Комиссар запасался терпением, твёрдо решив дождаться эвенков обратно. Но тут на него обрушилась неожиданная беда: местный руководитель по фамилии ни много ни мало Крысс обвинил Уварова в растрате десяти тысяч казённых денег, которые он вручил эвенкам на случай каких-либо затруднений, а также в раздаче провизии со склада. Об Уварове у местных заготовителей в целом сложилось дурное впечатление: месяцами шляется в поисках своей фантастической горы, возвращается, растеряв инвентарь, а потом ещё и лечится месяцами. В наказание Крысс удержал «растрату» из жалованья Уварова пятикратно, совершенно его разорив. Обескураженный комиссар попрощался с краем, который успел полюбить, и уехал в Одессу.
И снова поиски Серебряной горы прервались на четверть века. Сам Уваров о ней забыл – не до того было: коллективизация, индустриализация, война… И лишь когда стал заслуженным пенсионером, вдруг спохватился: а что там с горой? Стал наводить справки через бывших знакомых – выяснилось, что её по-прежнему ищут! Правда, уже вяло, между делом, совместно с геологическими работами. Уваров закипел, как чайник. Да что же такое! Да вы поезжайте в тундру, найдите там эвенка Костю Дехлянки, он вас за руку к горе приведёт! Или хоть с самолета её поищите! Комиссар засыпал гневными требованиями советские учреждения и газеты – писал в Президиум Верховного Совета СССР, Академию наук СССР и Министерство геологии, строчил в «Правду» и «Комсомолку». Интерес к Серебряной горе подогрели советские историки, нарывшие много нового материала. Оказывается, при Александре III гору видели даже русские чиновники, которым местные жители платили ясак её серебром.

· · · · · · ·

→ **ОПИСАНИЕ ЗАДАНИЯ**: Пожалуйста, продолжите текст о поисках Серебряной горы, начав сразу после его последнего предложения.

Строки с данными
· · · · · · ·

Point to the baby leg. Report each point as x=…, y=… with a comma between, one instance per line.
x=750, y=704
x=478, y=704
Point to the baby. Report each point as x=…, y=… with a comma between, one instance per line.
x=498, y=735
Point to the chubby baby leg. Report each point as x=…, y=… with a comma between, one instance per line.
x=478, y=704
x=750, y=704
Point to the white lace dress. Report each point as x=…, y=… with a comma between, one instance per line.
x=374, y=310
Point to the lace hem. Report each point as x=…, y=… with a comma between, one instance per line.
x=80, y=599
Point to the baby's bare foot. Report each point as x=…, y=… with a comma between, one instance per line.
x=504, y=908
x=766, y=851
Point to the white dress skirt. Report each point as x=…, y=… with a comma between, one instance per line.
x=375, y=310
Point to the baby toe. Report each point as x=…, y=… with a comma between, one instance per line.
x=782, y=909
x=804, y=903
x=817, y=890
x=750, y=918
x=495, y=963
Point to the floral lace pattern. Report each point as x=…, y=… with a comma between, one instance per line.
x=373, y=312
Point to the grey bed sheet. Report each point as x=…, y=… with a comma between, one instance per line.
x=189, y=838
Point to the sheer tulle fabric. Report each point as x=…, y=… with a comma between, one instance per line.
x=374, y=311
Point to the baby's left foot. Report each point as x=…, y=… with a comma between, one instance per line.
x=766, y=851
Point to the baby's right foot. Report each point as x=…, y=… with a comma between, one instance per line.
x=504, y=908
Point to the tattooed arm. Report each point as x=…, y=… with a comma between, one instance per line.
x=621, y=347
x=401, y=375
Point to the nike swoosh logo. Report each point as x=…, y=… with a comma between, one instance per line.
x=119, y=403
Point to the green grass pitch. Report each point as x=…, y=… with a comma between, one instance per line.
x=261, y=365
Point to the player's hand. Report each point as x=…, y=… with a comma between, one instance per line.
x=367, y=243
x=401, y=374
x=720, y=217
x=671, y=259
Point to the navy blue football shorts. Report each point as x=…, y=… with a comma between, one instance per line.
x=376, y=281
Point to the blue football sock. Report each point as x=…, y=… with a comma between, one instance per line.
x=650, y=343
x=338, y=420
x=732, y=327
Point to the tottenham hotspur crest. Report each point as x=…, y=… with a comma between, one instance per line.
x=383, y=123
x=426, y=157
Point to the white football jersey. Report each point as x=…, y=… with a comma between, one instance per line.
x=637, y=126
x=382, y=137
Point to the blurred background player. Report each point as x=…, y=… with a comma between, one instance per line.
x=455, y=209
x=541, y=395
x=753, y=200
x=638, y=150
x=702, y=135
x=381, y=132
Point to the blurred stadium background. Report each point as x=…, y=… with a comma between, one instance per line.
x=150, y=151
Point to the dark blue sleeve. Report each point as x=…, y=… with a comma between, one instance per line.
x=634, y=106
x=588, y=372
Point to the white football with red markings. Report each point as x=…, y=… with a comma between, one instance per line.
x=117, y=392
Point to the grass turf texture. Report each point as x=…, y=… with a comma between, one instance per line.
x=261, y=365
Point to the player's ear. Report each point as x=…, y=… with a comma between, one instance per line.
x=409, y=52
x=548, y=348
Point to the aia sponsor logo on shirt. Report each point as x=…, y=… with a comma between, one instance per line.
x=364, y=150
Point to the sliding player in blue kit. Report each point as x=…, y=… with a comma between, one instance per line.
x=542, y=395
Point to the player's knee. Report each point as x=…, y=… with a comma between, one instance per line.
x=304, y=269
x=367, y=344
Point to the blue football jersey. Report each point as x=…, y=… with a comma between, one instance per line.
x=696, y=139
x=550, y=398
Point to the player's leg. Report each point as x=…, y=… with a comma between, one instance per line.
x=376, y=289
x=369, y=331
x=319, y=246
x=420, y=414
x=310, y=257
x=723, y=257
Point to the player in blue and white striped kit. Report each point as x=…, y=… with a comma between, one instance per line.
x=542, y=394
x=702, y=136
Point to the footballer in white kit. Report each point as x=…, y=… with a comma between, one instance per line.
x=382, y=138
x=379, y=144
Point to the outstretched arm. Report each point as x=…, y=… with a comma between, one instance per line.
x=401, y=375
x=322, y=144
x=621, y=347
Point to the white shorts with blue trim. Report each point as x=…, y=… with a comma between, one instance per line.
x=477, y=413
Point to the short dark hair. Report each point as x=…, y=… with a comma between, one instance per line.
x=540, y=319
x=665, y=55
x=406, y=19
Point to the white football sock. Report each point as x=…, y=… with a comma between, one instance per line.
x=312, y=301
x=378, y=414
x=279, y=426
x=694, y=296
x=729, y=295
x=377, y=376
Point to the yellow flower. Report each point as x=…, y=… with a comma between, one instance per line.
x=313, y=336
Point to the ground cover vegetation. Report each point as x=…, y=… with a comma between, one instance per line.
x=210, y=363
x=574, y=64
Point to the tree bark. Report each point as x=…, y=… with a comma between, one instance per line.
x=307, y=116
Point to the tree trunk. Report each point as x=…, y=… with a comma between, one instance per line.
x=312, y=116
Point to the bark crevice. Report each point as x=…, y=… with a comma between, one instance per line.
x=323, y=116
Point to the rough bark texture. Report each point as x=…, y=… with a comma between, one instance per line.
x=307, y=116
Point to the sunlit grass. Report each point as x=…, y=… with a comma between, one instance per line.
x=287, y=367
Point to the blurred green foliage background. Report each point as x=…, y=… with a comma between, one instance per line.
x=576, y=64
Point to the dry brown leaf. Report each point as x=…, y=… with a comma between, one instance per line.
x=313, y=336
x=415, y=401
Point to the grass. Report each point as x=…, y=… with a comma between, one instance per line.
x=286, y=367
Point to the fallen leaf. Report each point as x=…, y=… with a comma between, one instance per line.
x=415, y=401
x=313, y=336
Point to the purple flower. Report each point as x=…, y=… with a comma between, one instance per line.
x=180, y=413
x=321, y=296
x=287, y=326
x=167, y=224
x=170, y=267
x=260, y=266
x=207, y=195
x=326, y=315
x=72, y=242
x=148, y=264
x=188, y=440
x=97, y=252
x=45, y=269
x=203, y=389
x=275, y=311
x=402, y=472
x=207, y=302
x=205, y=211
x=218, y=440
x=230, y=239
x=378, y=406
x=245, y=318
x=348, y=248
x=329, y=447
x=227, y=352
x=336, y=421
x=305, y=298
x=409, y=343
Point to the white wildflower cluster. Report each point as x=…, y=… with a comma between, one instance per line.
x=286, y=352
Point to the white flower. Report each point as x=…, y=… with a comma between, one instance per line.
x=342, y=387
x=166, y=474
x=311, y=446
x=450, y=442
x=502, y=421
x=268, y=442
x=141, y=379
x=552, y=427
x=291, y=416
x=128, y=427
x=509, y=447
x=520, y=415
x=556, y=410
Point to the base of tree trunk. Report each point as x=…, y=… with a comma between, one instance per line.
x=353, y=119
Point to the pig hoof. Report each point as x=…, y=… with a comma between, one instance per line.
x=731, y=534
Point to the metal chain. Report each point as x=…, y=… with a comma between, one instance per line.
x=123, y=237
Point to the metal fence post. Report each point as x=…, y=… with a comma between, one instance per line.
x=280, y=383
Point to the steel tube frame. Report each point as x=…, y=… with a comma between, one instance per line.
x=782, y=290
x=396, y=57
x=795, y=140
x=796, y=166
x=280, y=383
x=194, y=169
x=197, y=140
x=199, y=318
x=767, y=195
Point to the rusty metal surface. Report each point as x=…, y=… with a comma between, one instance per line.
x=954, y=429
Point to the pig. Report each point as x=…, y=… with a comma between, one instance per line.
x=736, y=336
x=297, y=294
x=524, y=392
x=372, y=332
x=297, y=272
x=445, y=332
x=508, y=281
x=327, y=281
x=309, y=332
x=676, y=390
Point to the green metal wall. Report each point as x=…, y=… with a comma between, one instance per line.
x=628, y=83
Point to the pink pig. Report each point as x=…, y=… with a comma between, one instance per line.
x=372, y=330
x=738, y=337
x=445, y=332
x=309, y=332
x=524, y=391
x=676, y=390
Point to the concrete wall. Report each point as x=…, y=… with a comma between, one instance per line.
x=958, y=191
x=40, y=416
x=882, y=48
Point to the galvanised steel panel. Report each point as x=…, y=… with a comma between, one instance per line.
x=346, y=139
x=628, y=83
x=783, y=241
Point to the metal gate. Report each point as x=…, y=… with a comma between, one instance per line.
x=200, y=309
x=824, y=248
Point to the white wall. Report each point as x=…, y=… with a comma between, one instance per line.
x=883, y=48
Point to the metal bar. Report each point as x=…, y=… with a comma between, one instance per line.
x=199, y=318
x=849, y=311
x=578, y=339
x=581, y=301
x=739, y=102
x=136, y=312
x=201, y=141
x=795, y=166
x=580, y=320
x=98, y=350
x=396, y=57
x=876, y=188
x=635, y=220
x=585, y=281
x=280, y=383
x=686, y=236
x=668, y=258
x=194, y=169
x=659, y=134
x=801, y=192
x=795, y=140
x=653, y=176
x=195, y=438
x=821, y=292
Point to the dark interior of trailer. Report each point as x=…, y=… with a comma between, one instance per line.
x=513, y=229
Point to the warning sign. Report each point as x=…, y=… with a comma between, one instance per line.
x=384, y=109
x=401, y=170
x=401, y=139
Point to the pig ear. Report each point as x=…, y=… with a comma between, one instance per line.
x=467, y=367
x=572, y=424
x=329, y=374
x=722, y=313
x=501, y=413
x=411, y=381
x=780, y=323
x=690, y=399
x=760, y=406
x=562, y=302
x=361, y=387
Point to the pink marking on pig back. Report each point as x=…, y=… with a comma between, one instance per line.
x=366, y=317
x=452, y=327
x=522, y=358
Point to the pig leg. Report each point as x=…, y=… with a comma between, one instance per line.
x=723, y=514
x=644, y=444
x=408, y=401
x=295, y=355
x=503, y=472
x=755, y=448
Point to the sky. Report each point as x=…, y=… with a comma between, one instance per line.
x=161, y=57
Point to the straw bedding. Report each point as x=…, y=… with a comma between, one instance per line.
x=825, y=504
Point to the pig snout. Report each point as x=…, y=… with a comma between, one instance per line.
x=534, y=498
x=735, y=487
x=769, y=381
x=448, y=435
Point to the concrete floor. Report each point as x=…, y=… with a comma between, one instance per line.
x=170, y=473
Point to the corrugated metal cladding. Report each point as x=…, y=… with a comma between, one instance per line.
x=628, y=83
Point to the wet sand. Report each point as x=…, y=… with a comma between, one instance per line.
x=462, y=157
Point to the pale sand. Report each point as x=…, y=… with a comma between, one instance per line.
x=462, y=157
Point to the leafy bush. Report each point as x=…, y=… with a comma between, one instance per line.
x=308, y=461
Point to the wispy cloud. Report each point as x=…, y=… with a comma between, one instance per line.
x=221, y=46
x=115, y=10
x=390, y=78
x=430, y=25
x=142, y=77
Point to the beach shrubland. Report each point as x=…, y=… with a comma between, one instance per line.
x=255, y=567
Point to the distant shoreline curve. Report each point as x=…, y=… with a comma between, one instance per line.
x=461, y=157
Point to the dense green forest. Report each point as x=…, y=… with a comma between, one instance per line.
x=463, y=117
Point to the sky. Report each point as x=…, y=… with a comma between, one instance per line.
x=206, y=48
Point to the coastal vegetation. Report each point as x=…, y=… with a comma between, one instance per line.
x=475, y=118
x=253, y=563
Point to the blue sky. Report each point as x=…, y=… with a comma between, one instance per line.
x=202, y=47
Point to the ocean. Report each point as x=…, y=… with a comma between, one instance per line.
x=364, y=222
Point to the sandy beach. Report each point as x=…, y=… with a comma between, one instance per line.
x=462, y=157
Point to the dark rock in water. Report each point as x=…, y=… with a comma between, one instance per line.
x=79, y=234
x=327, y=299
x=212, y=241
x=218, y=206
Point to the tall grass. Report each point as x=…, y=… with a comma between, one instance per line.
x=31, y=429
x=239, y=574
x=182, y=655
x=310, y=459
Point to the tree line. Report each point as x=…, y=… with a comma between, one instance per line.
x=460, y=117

· · · · · · ·

→ **ОТВЕТ НА ЗАДАЧУ**:
Публикации о горе подстегнули к ней интерес геологов и путешественников-любителей. На поиски отправилось сразу несколько команд. Одну из экспедиций организовал геолог и начинающий писатель Олег Куваев. Получив отпуск на лето и взяв в компаньоны настоящего «чукотского волка» – кадрового старшину с двадцатилетним армейским стажем, азартного охотника и снайпера, Куваев отправился проверять правоту слов Уварова. Добравшись до устья реки Чаун, они на фанерной моторной лодке стали подниматься к её истокам, где, судя по всему, находилась таинственная гора. По обе стороны реки то и дело показывались могилы оленеводов, заметные по кучам сложенных возле них оленьих рогов. Отдыхая в ярангах пастухов, путешественники расспрашивали их о горе. Хозяева с удовольствием рассказывали им о гигантском горном медведе, чьи следы настолько велики, что увидевшие их люди и олени мигом обращаются в бегство, о зловещем озере, которое периодически вздувается, а потом лопается, как нарыв, распространяя неприятный запах. Но о Серебряной горе никто из них не слыхал. Чем выше поднимались спутники, тем безжизненнее становилась местность. В конце путешествия их глазам открылась мрачная местность, где обитали только пугливые кулики. Неделю бродили люди меж сопок, ища среди них заветную гору, но проще было найти иголку в стогу сена. Они вернулись ни с чем.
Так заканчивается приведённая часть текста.